Render every line of the rows below as a JSON list of strings, with one string per line and blank lines omitted.
+ + + +
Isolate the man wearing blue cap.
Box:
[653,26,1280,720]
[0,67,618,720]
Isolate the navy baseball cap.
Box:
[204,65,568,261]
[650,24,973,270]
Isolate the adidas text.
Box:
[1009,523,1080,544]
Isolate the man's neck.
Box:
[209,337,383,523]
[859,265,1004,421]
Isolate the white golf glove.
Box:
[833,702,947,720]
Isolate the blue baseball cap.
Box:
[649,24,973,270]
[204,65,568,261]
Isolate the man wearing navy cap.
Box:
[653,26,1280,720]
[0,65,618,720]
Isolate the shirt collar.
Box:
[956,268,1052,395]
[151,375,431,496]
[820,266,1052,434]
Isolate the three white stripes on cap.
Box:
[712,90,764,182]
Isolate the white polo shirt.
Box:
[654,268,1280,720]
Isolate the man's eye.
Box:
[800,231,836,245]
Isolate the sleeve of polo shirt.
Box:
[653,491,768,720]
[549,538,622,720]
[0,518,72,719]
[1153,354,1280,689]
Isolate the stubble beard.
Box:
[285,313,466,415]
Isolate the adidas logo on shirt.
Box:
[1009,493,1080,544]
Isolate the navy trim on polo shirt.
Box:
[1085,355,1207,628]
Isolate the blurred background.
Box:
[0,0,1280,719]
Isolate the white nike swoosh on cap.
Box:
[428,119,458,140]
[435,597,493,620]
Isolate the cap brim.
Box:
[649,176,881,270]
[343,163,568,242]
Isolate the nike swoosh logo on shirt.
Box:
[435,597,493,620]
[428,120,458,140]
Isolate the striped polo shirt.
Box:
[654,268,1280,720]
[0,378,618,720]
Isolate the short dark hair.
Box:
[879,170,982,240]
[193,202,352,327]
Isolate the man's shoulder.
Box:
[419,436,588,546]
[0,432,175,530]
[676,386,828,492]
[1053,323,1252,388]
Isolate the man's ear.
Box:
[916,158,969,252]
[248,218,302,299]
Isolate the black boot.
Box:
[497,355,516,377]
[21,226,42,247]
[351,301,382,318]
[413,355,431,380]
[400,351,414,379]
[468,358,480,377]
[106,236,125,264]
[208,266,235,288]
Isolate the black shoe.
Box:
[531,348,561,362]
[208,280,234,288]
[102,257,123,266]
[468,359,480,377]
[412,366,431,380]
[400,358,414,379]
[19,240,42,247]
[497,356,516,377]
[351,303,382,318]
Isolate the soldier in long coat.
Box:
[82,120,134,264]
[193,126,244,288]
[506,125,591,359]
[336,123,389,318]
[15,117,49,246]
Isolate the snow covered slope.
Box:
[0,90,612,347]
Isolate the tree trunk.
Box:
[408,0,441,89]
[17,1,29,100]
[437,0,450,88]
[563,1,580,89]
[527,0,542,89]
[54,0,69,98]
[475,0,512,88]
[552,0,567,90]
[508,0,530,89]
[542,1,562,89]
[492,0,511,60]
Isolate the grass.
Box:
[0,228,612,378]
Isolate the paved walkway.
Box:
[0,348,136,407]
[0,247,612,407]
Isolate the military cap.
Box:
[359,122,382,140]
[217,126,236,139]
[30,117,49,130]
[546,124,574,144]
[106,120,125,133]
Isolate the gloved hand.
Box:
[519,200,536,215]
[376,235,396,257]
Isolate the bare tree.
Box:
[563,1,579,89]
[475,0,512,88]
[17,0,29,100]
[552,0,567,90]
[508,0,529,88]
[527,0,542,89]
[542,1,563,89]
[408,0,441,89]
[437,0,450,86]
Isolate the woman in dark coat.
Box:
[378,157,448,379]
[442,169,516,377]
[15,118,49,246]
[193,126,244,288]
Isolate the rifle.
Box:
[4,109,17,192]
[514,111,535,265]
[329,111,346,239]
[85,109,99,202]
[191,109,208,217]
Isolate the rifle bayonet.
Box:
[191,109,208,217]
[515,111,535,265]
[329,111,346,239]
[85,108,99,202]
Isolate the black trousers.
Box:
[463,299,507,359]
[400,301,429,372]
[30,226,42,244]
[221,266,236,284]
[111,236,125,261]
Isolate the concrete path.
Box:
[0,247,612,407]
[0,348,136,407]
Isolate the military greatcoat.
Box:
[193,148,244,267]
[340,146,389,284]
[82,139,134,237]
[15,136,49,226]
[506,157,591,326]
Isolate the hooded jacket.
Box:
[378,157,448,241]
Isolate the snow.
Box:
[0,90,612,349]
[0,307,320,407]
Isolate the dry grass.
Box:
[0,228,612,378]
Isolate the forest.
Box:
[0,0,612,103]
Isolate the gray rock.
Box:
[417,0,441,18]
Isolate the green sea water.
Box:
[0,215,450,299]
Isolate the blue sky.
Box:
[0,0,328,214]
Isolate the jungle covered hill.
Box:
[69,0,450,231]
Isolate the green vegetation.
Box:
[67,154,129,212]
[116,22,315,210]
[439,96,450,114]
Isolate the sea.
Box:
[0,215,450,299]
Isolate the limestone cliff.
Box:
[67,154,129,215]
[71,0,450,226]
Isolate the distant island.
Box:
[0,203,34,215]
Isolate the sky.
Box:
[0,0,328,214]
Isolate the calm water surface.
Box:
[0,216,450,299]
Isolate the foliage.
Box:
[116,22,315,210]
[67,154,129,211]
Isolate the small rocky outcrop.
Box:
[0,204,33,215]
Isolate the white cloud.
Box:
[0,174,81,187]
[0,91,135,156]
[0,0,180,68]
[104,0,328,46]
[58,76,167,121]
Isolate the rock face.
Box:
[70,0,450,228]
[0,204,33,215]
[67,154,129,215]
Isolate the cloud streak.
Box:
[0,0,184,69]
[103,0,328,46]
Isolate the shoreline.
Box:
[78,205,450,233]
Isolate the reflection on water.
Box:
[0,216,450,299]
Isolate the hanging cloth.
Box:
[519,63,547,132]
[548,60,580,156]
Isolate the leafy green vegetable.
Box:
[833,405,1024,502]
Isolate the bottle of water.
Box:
+ + + +
# EXERCISE SOLUTION
[
  "Isolate the man wearing blue cap.",
  "Box:",
  "[653,26,1280,720]",
  "[0,67,618,720]",
  "Isolate the navy baseball cap.",
  "Box:",
  "[204,65,568,261]",
  "[650,24,973,270]",
  "Isolate the adidas text.",
  "Box:",
  "[1009,523,1080,544]",
  "Isolate the man's neck.",
  "Box:",
  "[209,337,383,523]",
  "[859,265,1004,421]",
  "Isolate the white golf glove.",
  "Box:",
  "[833,702,947,720]",
  "Isolate the blue baseball cap.",
  "Box:",
  "[649,24,973,270]",
  "[204,65,568,261]",
  "Isolate the man wearing navy cap.",
  "Box:",
  "[653,26,1280,720]",
  "[0,65,618,720]",
  "Isolate the shirt collar.",
  "Box:",
  "[956,268,1052,395]",
  "[151,375,431,496]",
  "[820,266,1052,434]",
  "Isolate the three white stripes on cap.",
  "Box:",
  "[712,90,764,182]",
  "Isolate the white polo shirt.",
  "Box:",
  "[654,268,1280,720]",
  "Isolate the man's eye.",
  "Box:",
  "[800,231,836,245]",
  "Isolate the sleeve of polo shirt.",
  "Box:",
  "[653,491,768,720]",
  "[549,538,622,720]",
  "[0,518,72,719]",
  "[1153,354,1280,689]",
  "Isolate the stubble beard.",
  "Box:",
  "[285,313,466,415]",
  "Isolate the adidas logo on shirt.",
  "Box:",
  "[1009,493,1080,544]",
  "Isolate the navy trim on polo shirt.",
  "Box:",
  "[1085,355,1207,628]",
  "Isolate the blurred background.",
  "Box:",
  "[0,0,1280,719]",
  "Isolate the white nike swoosh on cap.",
  "Box:",
  "[428,119,458,140]",
  "[435,597,493,620]",
  "Isolate the cap brim.",
  "Box:",
  "[649,176,881,270]",
  "[343,163,568,242]",
  "Isolate the nike swoosh logo on shirt.",
  "Box:",
  "[435,597,493,620]",
  "[428,120,458,140]",
  "Isolate the striped polo shirt.",
  "Box:",
  "[654,268,1280,720]",
  "[0,378,618,720]",
  "Isolate the short dark hair.",
  "Box:",
  "[879,170,982,240]",
  "[193,202,352,327]",
  "Isolate the man's shoulder.",
  "Box:",
  "[419,436,588,546]",
  "[0,432,175,530]",
  "[676,386,828,492]",
  "[1053,323,1252,388]",
  "Isolate the man's ear.",
  "Box:",
  "[916,158,969,252]",
  "[248,218,302,299]",
  "Isolate the black boot.",
  "Box:",
  "[497,355,516,377]",
  "[21,226,42,247]",
  "[351,301,382,318]",
  "[413,355,431,380]",
  "[400,351,414,379]",
  "[468,358,480,377]",
  "[106,236,125,264]",
  "[208,266,235,288]",
  "Isolate the black shoe.",
  "Box:",
  "[531,348,561,362]",
  "[208,280,234,288]",
  "[102,257,123,266]",
  "[468,359,480,377]",
  "[412,366,431,380]",
  "[400,358,414,379]",
  "[19,240,42,247]",
  "[497,356,516,377]",
  "[351,303,382,318]",
  "Isolate the soldier in long coat.",
  "Box:",
  "[82,120,134,264]",
  "[193,126,244,288]",
  "[506,125,591,359]",
  "[336,123,389,318]",
  "[15,117,49,246]",
  "Isolate the snow covered slope.",
  "Box:",
  "[0,90,612,347]",
  "Isolate the tree trunk.",
  "Box:",
  "[408,0,441,89]",
  "[17,1,29,100]",
  "[437,0,450,88]",
  "[563,1,580,89]",
  "[527,0,542,89]",
  "[54,0,69,98]",
  "[475,0,512,88]",
  "[552,0,567,90]",
  "[508,0,530,89]",
  "[542,1,562,89]",
  "[492,0,511,60]",
  "Isolate the grass.",
  "Box:",
  "[0,228,612,378]",
  "Isolate the paved walkway.",
  "Box:",
  "[0,348,136,407]",
  "[0,247,612,407]",
  "Isolate the military cap.",
  "Box:",
  "[359,122,382,140]",
  "[217,126,236,139]",
  "[30,117,49,130]",
  "[546,124,574,144]",
  "[106,120,125,133]",
  "Isolate the gloved hand.",
  "Box:",
  "[519,200,536,215]",
  "[376,235,396,257]",
  "Isolate the bare tree.",
  "Box:",
  "[563,1,579,89]",
  "[475,0,512,88]",
  "[17,0,29,100]",
  "[552,0,567,90]",
  "[508,0,529,88]",
  "[527,0,542,89]",
  "[542,1,563,89]",
  "[408,0,441,89]",
  "[437,0,450,86]",
  "Isolate the woman in dark coat.",
  "Box:",
  "[378,157,448,379]",
  "[442,169,516,377]",
  "[15,118,49,246]",
  "[193,126,244,288]",
  "Isolate the rifle.",
  "Box:",
  "[4,109,17,192]",
  "[514,111,535,265]",
  "[329,111,346,239]",
  "[85,109,99,202]",
  "[191,109,208,217]",
  "Isolate the rifle bayonet.",
  "Box:",
  "[191,109,208,217]",
  "[515,111,535,265]",
  "[329,111,346,239]",
  "[85,108,99,202]",
  "Isolate the black trousers.",
  "Box:",
  "[463,299,507,359]",
  "[400,301,429,372]",
  "[30,226,42,244]",
  "[221,266,236,284]",
  "[111,236,125,261]",
  "Isolate the concrete path.",
  "Box:",
  "[0,247,612,407]",
  "[0,348,136,407]",
  "Isolate the military greatcoat.",
  "Box:",
  "[193,148,244,267]",
  "[340,146,389,284]",
  "[82,139,134,237]",
  "[15,136,49,226]",
  "[506,157,591,326]",
  "Isolate the hooded jacket.",
  "Box:",
  "[378,157,448,241]",
  "Isolate the snow.",
  "Box:",
  "[0,90,612,349]",
  "[0,307,320,407]",
  "Isolate the dry grass.",
  "Box:",
  "[0,228,612,378]",
  "Isolate the forest.",
  "Box:",
  "[0,0,612,103]",
  "Isolate the gray rock.",
  "Box:",
  "[417,0,441,18]",
  "Isolate the green sea water.",
  "Box:",
  "[0,215,450,299]",
  "Isolate the blue sky.",
  "Box:",
  "[0,0,328,214]",
  "Isolate the jungle covered hill.",
  "Box:",
  "[69,0,450,231]",
  "Isolate the green vegetation.",
  "Box:",
  "[67,154,129,212]",
  "[116,22,315,210]",
  "[439,96,450,114]",
  "Isolate the sea.",
  "Box:",
  "[0,215,450,299]",
  "Isolate the limestone cliff.",
  "Box:",
  "[67,154,129,215]",
  "[71,0,450,226]",
  "Isolate the distant island.",
  "Box:",
  "[0,203,34,215]",
  "Isolate the sky.",
  "Box:",
  "[0,0,328,214]",
  "Isolate the calm water surface.",
  "Box:",
  "[0,216,450,299]",
  "Isolate the foliage.",
  "Box:",
  "[116,22,315,210]",
  "[67,154,129,211]",
  "Isolate the small rocky outcrop.",
  "Box:",
  "[0,204,33,215]",
  "Isolate the white cloud.",
  "Box:",
  "[0,174,81,187]",
  "[0,91,135,156]",
  "[0,0,180,68]",
  "[104,0,328,46]",
  "[58,76,167,121]",
  "Isolate the rock face.",
  "Box:",
  "[70,0,450,228]",
  "[0,204,33,215]",
  "[67,154,129,215]",
  "Isolate the cloud streak.",
  "Box:",
  "[0,0,184,69]",
  "[103,0,328,46]",
  "Isolate the shoreline.",
  "Box:",
  "[78,205,450,233]",
  "Isolate the reflection on water.",
  "Box:",
  "[0,216,450,299]",
  "Isolate the hanging cloth.",
  "Box:",
  "[519,63,547,132]",
  "[548,60,580,156]",
  "Isolate the leafy green vegetable.",
  "Box:",
  "[833,405,1024,502]",
  "Isolate the bottle of water.",
  "Box:"
]